**Your task**
Count the lines in the records below that contain the string "unit", treating uppercase and lowercase as different. Reply with the number alone.

**Records to process**
++++++++++

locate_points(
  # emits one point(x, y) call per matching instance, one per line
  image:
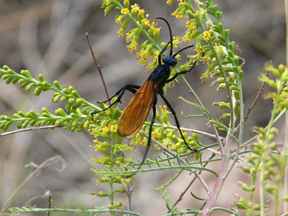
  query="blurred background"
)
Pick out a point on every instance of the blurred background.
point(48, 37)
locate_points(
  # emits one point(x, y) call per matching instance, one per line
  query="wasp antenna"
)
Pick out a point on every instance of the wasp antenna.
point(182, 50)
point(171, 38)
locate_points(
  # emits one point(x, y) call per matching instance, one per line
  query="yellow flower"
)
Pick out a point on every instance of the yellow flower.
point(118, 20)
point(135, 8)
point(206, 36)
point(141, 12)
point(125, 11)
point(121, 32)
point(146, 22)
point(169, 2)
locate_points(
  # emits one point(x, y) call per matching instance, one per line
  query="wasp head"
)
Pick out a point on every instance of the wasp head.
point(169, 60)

++++++++++

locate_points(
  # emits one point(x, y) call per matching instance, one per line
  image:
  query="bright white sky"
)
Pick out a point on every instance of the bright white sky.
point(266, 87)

++++++++++

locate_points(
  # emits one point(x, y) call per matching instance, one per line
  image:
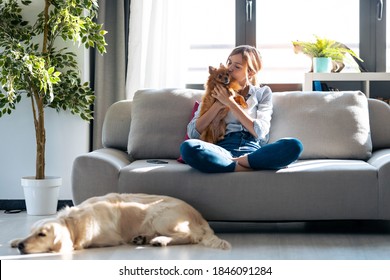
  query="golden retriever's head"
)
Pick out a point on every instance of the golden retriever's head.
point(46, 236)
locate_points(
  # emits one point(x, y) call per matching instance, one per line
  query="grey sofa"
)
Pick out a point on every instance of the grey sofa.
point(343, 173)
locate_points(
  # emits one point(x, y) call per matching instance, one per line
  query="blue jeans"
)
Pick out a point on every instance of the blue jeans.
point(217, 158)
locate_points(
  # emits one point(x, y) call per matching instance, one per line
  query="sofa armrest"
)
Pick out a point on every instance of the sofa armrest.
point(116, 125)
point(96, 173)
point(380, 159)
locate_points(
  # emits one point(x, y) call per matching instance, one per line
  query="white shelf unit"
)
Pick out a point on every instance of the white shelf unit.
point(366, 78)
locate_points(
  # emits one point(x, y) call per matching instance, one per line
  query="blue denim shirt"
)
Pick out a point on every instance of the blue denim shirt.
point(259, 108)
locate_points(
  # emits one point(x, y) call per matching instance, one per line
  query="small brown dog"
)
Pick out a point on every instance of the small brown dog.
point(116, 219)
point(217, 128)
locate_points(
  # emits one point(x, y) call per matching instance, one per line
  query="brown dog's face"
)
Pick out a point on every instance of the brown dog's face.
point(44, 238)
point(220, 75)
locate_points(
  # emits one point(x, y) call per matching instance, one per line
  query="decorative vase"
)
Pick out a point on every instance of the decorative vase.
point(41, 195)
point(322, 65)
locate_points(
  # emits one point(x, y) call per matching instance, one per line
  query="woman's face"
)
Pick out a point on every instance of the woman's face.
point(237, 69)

++++++++++

**Correct response**
2